INPUT DATA: Begin

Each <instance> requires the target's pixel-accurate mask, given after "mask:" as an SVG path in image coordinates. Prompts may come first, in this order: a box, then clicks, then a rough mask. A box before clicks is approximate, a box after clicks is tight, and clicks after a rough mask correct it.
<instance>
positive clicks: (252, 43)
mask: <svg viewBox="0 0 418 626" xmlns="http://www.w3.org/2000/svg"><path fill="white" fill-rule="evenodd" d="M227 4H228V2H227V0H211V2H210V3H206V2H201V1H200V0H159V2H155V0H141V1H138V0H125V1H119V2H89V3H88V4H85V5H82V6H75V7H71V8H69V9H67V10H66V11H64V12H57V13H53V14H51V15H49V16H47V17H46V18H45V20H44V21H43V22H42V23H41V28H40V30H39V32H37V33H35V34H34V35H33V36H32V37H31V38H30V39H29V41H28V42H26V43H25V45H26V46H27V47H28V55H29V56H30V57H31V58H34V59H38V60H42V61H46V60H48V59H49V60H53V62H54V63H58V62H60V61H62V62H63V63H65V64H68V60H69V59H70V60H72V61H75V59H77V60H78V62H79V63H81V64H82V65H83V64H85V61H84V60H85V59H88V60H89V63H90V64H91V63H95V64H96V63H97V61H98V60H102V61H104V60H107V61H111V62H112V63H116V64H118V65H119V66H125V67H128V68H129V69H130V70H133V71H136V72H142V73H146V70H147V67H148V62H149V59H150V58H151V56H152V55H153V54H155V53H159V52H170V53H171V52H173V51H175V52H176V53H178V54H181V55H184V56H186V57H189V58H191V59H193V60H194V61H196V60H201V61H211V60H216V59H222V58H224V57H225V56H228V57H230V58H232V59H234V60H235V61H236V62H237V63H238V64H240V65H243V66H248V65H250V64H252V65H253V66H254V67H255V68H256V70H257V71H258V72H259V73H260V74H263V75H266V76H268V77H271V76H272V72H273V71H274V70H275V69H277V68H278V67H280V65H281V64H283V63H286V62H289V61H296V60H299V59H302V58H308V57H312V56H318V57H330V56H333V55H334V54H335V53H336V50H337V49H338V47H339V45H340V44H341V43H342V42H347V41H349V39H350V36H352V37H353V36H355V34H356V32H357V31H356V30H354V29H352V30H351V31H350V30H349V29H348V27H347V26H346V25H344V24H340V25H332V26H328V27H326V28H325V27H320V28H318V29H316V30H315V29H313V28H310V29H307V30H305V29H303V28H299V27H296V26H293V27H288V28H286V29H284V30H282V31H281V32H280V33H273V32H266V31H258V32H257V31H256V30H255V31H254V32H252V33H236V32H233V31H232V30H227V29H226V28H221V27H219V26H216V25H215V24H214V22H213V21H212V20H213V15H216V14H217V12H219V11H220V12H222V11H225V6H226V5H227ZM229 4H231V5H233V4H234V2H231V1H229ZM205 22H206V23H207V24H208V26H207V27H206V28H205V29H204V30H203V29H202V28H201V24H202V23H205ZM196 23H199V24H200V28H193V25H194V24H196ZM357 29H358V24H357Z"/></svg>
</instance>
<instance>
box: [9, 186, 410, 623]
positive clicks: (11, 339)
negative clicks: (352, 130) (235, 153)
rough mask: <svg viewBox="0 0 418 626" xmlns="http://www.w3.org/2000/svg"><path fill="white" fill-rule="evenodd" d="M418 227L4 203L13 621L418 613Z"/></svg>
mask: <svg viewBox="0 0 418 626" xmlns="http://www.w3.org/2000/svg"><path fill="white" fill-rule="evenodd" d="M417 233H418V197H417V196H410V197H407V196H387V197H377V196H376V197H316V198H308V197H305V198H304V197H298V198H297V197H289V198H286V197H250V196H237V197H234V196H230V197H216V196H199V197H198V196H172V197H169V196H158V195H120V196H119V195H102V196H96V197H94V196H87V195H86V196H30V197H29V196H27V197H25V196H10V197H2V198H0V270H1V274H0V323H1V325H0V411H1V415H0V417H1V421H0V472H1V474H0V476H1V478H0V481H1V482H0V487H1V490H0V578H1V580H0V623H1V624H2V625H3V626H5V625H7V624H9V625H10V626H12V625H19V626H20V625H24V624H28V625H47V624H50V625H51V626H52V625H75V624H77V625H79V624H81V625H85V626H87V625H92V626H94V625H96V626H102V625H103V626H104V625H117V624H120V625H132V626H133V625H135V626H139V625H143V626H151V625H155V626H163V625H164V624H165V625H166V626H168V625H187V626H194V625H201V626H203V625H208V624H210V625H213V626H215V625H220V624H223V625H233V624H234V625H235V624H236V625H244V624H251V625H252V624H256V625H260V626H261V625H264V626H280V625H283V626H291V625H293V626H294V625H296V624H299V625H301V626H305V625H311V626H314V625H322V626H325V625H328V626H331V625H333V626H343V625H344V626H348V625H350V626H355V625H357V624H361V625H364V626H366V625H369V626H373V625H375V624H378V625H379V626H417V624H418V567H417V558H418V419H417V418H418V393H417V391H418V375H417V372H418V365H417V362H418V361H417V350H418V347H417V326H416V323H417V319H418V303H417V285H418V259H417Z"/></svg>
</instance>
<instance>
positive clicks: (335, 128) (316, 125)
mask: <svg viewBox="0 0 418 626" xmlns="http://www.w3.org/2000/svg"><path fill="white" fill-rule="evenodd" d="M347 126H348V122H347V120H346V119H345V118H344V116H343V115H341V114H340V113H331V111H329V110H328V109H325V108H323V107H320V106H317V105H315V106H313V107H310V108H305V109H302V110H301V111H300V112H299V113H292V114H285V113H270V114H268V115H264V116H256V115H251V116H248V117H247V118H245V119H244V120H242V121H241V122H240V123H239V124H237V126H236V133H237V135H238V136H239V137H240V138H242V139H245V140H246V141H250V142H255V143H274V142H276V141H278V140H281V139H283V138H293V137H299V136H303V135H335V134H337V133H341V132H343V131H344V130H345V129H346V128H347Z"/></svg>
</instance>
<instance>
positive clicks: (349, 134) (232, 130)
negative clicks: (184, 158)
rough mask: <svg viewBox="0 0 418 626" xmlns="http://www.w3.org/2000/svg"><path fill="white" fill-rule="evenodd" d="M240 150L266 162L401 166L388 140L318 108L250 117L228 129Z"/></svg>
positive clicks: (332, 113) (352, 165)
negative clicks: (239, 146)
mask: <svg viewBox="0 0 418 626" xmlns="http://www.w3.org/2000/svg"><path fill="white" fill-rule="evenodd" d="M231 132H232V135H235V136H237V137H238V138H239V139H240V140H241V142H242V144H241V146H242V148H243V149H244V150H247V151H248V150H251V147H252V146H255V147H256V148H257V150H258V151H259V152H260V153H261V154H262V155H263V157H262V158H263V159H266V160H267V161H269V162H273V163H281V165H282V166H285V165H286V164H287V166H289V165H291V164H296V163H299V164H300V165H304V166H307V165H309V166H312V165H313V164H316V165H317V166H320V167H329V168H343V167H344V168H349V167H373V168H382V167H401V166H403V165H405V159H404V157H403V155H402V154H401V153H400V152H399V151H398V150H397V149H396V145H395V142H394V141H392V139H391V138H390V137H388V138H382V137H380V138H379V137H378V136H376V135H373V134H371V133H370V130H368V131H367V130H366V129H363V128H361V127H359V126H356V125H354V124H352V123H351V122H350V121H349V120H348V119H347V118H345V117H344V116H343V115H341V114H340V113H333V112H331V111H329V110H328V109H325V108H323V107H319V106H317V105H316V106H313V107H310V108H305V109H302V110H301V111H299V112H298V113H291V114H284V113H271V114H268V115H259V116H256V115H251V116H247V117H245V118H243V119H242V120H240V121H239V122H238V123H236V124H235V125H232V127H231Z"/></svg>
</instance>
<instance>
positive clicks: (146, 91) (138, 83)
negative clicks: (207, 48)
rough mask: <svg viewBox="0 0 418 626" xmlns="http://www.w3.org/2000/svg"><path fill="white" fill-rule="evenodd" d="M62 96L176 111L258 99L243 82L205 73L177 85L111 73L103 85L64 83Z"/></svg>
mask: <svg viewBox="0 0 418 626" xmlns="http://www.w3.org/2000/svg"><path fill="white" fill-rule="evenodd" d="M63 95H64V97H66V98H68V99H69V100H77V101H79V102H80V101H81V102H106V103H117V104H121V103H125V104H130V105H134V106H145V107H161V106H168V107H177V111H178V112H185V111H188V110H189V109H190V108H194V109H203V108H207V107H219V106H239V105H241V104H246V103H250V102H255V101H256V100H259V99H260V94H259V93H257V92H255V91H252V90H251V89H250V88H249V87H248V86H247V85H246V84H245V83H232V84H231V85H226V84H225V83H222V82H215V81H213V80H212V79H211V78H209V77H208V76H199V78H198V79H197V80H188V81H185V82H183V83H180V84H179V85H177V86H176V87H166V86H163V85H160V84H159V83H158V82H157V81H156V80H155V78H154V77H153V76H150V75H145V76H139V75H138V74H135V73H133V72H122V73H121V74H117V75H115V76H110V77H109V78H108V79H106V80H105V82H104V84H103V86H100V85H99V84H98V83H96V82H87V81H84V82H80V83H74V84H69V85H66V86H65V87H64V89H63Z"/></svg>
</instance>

INPUT DATA: End

Please count the lines in the records above that contain the word "rough", and reply with the number alone.

4